===== Recorded information

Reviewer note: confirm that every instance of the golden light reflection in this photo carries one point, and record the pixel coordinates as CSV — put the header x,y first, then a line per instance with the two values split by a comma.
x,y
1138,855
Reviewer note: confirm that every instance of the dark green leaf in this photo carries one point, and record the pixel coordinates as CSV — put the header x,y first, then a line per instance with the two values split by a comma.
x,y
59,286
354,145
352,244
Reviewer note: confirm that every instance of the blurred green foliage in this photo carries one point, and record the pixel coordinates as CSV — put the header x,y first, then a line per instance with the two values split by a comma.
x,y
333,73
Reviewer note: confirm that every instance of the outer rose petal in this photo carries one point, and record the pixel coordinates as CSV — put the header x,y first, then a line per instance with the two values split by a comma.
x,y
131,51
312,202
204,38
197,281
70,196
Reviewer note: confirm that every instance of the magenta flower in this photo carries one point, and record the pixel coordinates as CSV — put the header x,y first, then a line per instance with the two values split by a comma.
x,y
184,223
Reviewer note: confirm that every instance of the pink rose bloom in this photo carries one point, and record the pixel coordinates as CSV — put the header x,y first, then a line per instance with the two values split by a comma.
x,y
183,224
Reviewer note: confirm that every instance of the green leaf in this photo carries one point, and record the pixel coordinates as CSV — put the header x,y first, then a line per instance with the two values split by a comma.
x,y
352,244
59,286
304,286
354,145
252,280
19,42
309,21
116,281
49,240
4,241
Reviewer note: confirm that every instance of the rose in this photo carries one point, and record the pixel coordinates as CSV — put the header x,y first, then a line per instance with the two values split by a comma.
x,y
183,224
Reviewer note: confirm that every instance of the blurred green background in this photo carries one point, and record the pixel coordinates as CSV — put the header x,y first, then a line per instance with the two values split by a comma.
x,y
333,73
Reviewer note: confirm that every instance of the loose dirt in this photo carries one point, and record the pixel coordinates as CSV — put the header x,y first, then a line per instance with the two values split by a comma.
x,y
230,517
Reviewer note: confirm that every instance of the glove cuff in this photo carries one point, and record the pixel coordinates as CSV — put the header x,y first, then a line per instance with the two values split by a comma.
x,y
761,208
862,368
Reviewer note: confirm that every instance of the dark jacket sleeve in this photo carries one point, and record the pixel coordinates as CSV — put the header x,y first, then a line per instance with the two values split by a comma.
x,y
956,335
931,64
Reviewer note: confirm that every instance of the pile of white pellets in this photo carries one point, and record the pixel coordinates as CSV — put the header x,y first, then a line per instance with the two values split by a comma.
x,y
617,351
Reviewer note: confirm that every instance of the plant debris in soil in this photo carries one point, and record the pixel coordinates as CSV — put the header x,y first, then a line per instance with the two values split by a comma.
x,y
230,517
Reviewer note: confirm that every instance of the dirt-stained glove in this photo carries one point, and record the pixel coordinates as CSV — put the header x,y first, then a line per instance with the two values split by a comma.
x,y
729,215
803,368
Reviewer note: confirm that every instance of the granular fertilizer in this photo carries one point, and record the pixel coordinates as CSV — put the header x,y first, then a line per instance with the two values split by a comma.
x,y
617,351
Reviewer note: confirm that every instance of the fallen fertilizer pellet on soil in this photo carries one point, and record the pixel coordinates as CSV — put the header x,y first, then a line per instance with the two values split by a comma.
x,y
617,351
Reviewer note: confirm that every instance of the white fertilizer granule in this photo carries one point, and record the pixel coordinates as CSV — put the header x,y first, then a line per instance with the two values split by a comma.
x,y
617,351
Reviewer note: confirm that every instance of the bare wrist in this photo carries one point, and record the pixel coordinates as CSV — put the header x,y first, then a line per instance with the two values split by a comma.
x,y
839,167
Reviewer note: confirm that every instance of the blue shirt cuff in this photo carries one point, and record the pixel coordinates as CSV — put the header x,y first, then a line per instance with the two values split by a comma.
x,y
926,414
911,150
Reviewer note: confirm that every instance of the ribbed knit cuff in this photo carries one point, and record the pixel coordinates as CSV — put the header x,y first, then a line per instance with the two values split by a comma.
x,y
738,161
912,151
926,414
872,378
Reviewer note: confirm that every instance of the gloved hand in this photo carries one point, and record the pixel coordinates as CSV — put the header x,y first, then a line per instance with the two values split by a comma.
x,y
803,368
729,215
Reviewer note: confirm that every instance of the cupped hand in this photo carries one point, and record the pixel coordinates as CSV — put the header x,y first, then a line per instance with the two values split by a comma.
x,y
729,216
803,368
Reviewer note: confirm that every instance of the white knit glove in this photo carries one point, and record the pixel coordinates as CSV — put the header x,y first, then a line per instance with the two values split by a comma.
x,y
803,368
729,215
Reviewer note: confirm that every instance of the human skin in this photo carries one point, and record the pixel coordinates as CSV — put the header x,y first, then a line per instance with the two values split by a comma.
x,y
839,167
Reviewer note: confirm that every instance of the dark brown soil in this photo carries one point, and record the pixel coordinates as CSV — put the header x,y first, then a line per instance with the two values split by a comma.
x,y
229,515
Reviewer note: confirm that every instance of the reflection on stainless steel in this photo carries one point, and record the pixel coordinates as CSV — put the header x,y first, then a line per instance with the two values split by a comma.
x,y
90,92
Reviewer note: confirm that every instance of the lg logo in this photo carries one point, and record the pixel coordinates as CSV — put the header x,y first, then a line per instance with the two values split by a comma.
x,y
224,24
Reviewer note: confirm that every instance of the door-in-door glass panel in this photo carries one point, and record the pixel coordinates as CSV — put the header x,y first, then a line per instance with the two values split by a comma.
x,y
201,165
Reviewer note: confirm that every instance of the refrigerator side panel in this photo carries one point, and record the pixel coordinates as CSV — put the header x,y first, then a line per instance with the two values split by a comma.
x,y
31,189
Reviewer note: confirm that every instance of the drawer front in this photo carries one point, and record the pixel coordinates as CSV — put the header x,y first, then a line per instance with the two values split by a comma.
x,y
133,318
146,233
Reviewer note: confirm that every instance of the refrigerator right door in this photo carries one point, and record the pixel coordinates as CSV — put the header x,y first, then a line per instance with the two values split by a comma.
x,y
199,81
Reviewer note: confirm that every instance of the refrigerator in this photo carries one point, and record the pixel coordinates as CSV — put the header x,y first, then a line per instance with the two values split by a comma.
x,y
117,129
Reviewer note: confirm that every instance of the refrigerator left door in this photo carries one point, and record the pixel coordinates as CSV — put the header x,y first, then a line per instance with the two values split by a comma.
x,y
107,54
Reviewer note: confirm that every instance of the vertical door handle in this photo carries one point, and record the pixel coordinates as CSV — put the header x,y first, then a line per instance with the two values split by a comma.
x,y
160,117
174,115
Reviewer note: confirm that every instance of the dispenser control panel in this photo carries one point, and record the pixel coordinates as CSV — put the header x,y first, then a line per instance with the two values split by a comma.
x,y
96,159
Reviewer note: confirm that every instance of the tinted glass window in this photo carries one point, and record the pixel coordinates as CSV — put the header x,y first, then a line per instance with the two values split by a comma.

==========

(Instructions for the task) None of the records may be omitted; each is to be printed exactly.

(Output for this task)
Reviewer note: confirm that every instance of the golden light reflection in this photo carries one point, and record the pixel coordinates as CSV — put the header x,y first, then a line per instance with the two values split by a comma.
x,y
1138,855
Reviewer note: confirm that every instance of the dark green leaf in this photo carries one point, and record the pixel coordinates as CSV — put the header x,y first, then a line per instance with the two values split by a comma.
x,y
59,286
354,145
352,244
Reviewer note: confirm that every instance of the blurred green foliage in this photo carries one point, and record the pixel coordinates as CSV — put the header x,y first, then a line per instance with the two values split by a comma.
x,y
333,73
Reviewer note: confirm that every instance of the outer rose petal in this photo carries one point, and record the pixel coordinates as CSV — put the header x,y first, then a line per instance with the two values split by a comma.
x,y
131,51
312,202
204,38
197,281
70,196
Reviewer note: confirm that every instance of the magenta flower in this photo carries one point, and record the pixel coordinates as CSV — put the header x,y first, then a line per instance with the two values split by a comma.
x,y
184,223
Reviewer note: confirm that every instance of the pink rose bloom in this photo carries one point, and record the pixel coordinates as CSV — put the header x,y first, then a line per instance with the two values split by a comma.
x,y
183,224
Reviewer note: confirm that every instance of the green leaf in this photo carries one point, and record the pixel coordinates as CSV — put the header x,y first, then a line per instance with the two values split by a comma.
x,y
352,244
59,286
304,286
354,145
252,280
19,42
309,21
116,281
49,240
4,241
Reviewer note: confirm that every instance of the rose in this photo carries one point, and record the pixel coordinates as CSV — put the header x,y first, then a line per instance with the two values split by a comma.
x,y
183,224
Reviewer note: confirm that every instance of the blurred green background in this photo carries one point, and record the pixel coordinates as CSV — put the header x,y first, then a line per instance with the two values split by a comma.
x,y
333,73
Reviewer note: confirm that every instance of the loose dirt in this photo carries one point, and record the pixel coordinates as CSV — put the header x,y first, then a line per instance with the two values split by a comma.
x,y
230,517
Reviewer note: confirm that every instance of the glove cuff in this photo carries one point, and record the pixel coordinates as CSV — put the header x,y first, then a line per instance with the two values split by a comma.
x,y
761,208
862,368
Reviewer note: confirm that every instance of the dark jacket sleeve in this photo carries one point, and record the pixel coordinates as CSV — put the header x,y first, then a line per instance with the two values split by a comma.
x,y
956,335
931,64
Reviewer note: confirm that every instance of the pile of white pellets in this photo carries one point, and record the pixel coordinates as CSV — put the header x,y first, then a line per instance with the two values split by a comma.
x,y
617,351
Reviewer note: confirm that every instance of the plant debris in soil in this photo carries one point, and record the pixel coordinates as CSV — put the header x,y first, then a line per instance with the two values split by a comma.
x,y
230,517
Reviewer note: confirm that every instance of the dirt-stained glove in this photo carries one point, and record the pixel coordinates as CSV — put the header x,y first, then a line per instance with the two values split by a comma.
x,y
729,215
803,368
Reviewer note: confirm that every instance of the granular fertilizer in this photo carries one point, and record the pixel coordinates as CSV — put the header x,y first, then a line per instance with the two values split by a comma.
x,y
617,351
Reviewer note: confirm that every instance of the fallen fertilizer pellet on soil in this photo carries one point, and record the pixel coordinates as CSV — put the header x,y first, then a line per instance with the two values split by a comma.
x,y
617,351
Reviewer note: confirm that every instance of the white fertilizer granule in this photo carries one point, and record the pixel coordinates as CSV — put the header x,y first, then a line per instance with the two values split by a comma.
x,y
617,351
Reviewer note: confirm that every instance of the bare wrist in this photo carries one point, and record the pixel coordinates as CSV — put the header x,y first, then a line per instance with the two values split by a comma.
x,y
839,167
Reviewer note: confirm that every instance of the blue shirt cuff in this photo carries one point, and record the pixel coordinates as CSV — put the header x,y first, then a line per instance with the two values split by a comma.
x,y
926,414
911,150
Reviewer note: confirm that every instance of the ribbed knit cuff in this photo carries one point, and record the pixel coordinates as CSV — put the header x,y first, then a line per instance with the two values split by a comma.
x,y
738,161
912,151
926,414
872,378
Reviewer note: confirm that every instance of the gloved hand in this photo carries one point, and record the pixel coordinates as CSV — put the header x,y first, then a line per instance with the two values split by a comma.
x,y
803,368
729,215
Reviewer note: confirm that every instance of the cupped hand in this photo carries one point, and record the pixel coordinates as CSV — put the header x,y first, then a line per instance with the two values split by a comma.
x,y
729,216
803,368
Reviewer note: confirm that every instance of the white knit glove in this photo carries one point, and record the pixel coordinates as CSV — put the header x,y first, then a line per instance with the two values split by a comma.
x,y
803,368
729,215
Reviewer note: confirm that every instance of the human skin in this photo carries one point, and record the pixel coordinates as CSV — put the header x,y first, then a line per instance with the two values split by a comma.
x,y
839,167
Reviewer note: confirm that every instance of the dark brown soil in this photo carries one point, and record the pixel coordinates as CSV — put the header x,y first, then a line per instance with the two values split by a comma.
x,y
229,515
Reviewer note: confirm that every instance of the reflection on stainless steel in this photo carries one point, and record the pixel coordinates as CSV — put the header x,y first, then a line per instance with the two values split by a comma.
x,y
90,92
Reviewer note: confirm that every instance of the lg logo in this photo carries one point, and record the pixel coordinates as CSV — put the header x,y first, then a line per instance with the two values split by a comma.
x,y
224,24
Reviewer note: confirm that every instance of the door-in-door glass panel in this photo carries one point, and record the pixel coordinates as CSV — put the header x,y first, then a line per instance with the two values split by a comma.
x,y
201,165
Reviewer note: confirm that every instance of the refrigerator side panel in this photo carries one point, and record the pixel coordinates as CSV — put the header x,y first, then a line per instance with the two values split by a comma.
x,y
31,189
Reviewer note: confirm that every instance of the drawer front in this photo carries one point, and record the pixel coordinates as CSV — put the header x,y first, then a line per instance with the two values split by a comma.
x,y
133,318
146,233
Reviewer note: confirm that every instance of the refrigerator right door in this photo carries one point, and record the pixel coordinates as CSV — put the header x,y first, then a line per instance with the two values split by a comma.
x,y
199,81
Reviewer note: confirm that every instance of the refrigerator in this photo carries one point, and record the pixel coordinates as CSV — put the header x,y first, then a line per instance with the two values split by a comma.
x,y
117,129
Reviewer note: confirm that every instance of the refrigerator left door in this photo carries one point, and record the pixel coordinates as CSV — put the header x,y first, then a line per instance with the two values split by a comma.
x,y
107,54
Reviewer note: confirm that every instance of the vertical door handle in this photo carries one point, and record the pixel coordinates as CSV — put the header x,y first, then a line per instance with the two values split by a comma.
x,y
160,117
174,115
Reviewer note: confirm that every instance of the dispenser control panel in this photo carries one point, and record the pixel coordinates as CSV — put the header x,y first, then a line per instance with the two values split by a comma.
x,y
96,159
Reviewer note: confirm that every instance of the tinted glass window in this photo carries one point, and record the pixel coordinates as CSV — put the header x,y first, then a line per instance with the two values split by a comma.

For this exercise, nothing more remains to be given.